▶ Excerpted passage
======

38. Keens Steakhouse, 72 West 36th St. (Garment District)
Keens, established in 1885, is as old school as steakhouses get. Everything about the place, from its vintage decor to its elaborate collection of smoking pipes, will make you feel as though traveled at least 50 years backward in time.
39. Tom’s Restaurant, 782 Washington Ave. (Crown Heights)
Tom’s Restaurant has been a mainstay of Crown Heights for over 70 years, and has managed a delicate balancing act of maintaining its old-timey soda fountain/luncheonette aesthetic while updating its menu with creative takes on brunch staples. But some things never change — it’s still one of your best bets if you’re looking for a truly authentic egg cream or cherry-lime rickey.
40. Cup & Saucer Luncheonette, 89 Canal St. (Chinatown)

======

▶ Written problem A
According to the restaurant listing, in what year was Keens established?

Some rows
======

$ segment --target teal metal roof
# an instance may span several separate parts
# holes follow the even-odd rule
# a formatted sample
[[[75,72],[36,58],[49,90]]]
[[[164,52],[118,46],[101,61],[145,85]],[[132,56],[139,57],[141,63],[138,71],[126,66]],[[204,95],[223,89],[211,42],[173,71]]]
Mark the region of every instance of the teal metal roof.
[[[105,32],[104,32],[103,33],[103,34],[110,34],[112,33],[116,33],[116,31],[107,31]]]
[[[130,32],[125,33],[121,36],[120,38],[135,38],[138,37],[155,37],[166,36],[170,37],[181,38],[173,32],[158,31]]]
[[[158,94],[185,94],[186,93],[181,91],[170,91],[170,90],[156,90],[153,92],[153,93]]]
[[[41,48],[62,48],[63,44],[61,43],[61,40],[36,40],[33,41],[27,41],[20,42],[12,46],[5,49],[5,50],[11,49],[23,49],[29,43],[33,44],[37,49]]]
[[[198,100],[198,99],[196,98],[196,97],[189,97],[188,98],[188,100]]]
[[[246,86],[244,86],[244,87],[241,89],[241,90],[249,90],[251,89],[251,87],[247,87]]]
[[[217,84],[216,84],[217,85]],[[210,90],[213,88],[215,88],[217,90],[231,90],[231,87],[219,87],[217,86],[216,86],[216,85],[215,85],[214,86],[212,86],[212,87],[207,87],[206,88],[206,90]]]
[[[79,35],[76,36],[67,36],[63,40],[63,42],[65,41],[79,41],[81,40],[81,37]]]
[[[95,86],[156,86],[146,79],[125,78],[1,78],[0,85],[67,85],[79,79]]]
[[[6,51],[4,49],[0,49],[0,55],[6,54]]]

======

▶ Written problem B
Edit the rows so that "teal metal roof" becomes "green metal roof" wherever it occurs, leaving all other text unchanged.

▶ Full solution A
1885

▶ Full solution B
$ segment --target green metal roof
# an instance may span several separate parts
# holes follow the even-odd rule
# a formatted sample
[[[75,72],[36,58],[49,90]]]
[[[164,52],[118,46],[101,61],[145,85]],[[132,56],[139,57],[141,63],[138,71],[126,66]],[[204,95],[223,89],[211,42],[173,71]]]
Mark the region of every instance of the green metal roof.
[[[105,32],[104,32],[103,33],[103,34],[110,34],[112,33],[116,33],[116,31],[107,31]]]
[[[130,32],[125,33],[121,36],[120,38],[135,38],[138,37],[155,37],[166,36],[170,37],[181,38],[173,32],[158,31]]]
[[[158,94],[185,94],[186,93],[181,91],[170,91],[170,90],[156,90],[153,92],[153,93]]]
[[[41,48],[62,48],[63,44],[61,43],[61,40],[36,40],[33,41],[27,41],[20,42],[12,46],[5,49],[5,50],[11,49],[23,49],[29,43],[33,44],[37,49]]]
[[[198,100],[198,99],[196,98],[196,97],[189,97],[188,98],[188,100]]]
[[[246,86],[244,86],[244,87],[241,89],[241,90],[249,90],[251,89],[251,87],[247,87]]]
[[[217,84],[216,84],[217,85]],[[210,90],[213,88],[215,88],[217,90],[231,90],[231,87],[219,87],[217,86],[216,86],[216,85],[215,85],[214,86],[212,86],[212,87],[207,87],[206,88],[206,90]]]
[[[79,35],[76,36],[67,36],[63,40],[63,42],[65,41],[79,41],[81,40],[81,37]]]
[[[95,86],[156,86],[146,79],[125,78],[1,78],[0,85],[67,85],[79,79]]]
[[[6,51],[4,49],[0,49],[0,55],[6,54]]]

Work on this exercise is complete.